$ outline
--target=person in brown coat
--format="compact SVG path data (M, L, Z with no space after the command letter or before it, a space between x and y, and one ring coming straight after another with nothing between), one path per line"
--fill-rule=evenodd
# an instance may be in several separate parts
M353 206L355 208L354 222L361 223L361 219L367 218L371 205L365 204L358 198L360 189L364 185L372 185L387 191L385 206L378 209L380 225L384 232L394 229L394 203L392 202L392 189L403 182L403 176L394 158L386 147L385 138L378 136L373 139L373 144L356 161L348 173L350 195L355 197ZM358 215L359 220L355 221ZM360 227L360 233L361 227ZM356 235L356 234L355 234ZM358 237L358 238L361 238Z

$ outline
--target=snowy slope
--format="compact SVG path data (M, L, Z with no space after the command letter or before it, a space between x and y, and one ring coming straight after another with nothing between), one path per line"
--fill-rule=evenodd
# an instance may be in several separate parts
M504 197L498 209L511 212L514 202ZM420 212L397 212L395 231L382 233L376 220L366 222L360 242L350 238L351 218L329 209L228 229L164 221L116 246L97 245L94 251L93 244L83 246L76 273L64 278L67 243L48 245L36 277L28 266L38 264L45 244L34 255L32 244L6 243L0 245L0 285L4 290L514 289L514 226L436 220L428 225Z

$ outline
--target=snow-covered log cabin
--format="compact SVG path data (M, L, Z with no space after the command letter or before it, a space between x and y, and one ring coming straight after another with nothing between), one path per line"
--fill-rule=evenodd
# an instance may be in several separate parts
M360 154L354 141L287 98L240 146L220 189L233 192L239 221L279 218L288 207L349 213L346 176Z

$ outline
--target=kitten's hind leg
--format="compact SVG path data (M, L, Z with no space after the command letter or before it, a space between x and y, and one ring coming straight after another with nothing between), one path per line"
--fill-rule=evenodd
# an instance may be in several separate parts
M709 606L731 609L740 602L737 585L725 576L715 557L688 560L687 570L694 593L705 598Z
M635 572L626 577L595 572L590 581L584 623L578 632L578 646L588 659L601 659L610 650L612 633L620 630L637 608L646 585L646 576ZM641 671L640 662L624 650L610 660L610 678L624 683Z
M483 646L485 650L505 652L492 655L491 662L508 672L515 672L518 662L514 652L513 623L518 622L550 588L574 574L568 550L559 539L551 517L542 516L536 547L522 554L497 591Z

***

* Required work: Reproduce the lines above verbatim.

* Solution to this exercise:
$ outline
--target=person in brown coat
--format="compact SVG path data (M, L, Z with no space after the command letter or before it, a space between x and y, and one ring coming straight after another with nothing between), one path per line"
--fill-rule=evenodd
# an instance may be in several separate parts
M353 206L355 208L354 222L361 223L361 219L367 218L371 205L365 204L358 198L360 189L364 185L372 185L387 191L385 206L378 209L380 225L384 232L394 229L394 203L392 202L392 189L403 182L403 176L394 158L386 147L385 138L378 136L373 139L373 144L356 161L348 173L350 195L355 197ZM358 215L359 220L355 221ZM360 227L360 233L361 227ZM356 235L356 234L355 234ZM358 237L358 238L361 238Z

$ outline
--target=snowy slope
--format="compact SVG path data (M, L, Z with no space after the command letter or before it, a space between x and y, and one ring coming straight after another with nothing between), one path per line"
--fill-rule=evenodd
# an instance may be in several separate parts
M504 197L498 209L511 212L514 202ZM420 212L397 212L395 231L382 233L376 220L366 222L360 242L350 238L351 218L329 209L228 229L164 221L116 246L97 245L94 251L93 244L83 246L76 273L64 278L67 243L48 245L36 277L28 266L38 264L45 244L34 255L32 244L6 243L0 245L0 285L4 290L514 289L514 226L436 220L428 225Z

$ outline
--target=snow-covered log cabin
--format="compact SVG path data (M, L, Z with no space after the command letter or before it, a space between x and y, and one ring coming straight after another with nothing between), one path per line"
--fill-rule=evenodd
# an instance may be in several separate parts
M360 154L354 141L287 98L240 146L220 189L233 192L239 221L279 218L288 207L349 213L346 176Z

$ outline
--target=kitten's hind leg
--format="compact SVG path data (M, L, Z with no space after the command letter or before it, a space between x and y, and one ring coming straight after another with nothing between), one path per line"
--fill-rule=evenodd
# an instance may be in several separate parts
M709 606L731 609L740 602L737 585L725 576L715 557L688 560L687 570L694 593L705 598Z
M635 572L626 577L595 572L590 581L584 623L578 632L578 646L588 659L601 659L610 650L612 633L620 630L637 608L646 585L646 576ZM641 671L640 662L624 650L610 660L610 678L624 683Z
M483 646L485 650L505 652L492 655L491 662L508 672L515 672L518 662L514 652L513 623L518 622L550 588L574 574L568 550L559 539L551 517L542 516L536 547L522 554L497 591Z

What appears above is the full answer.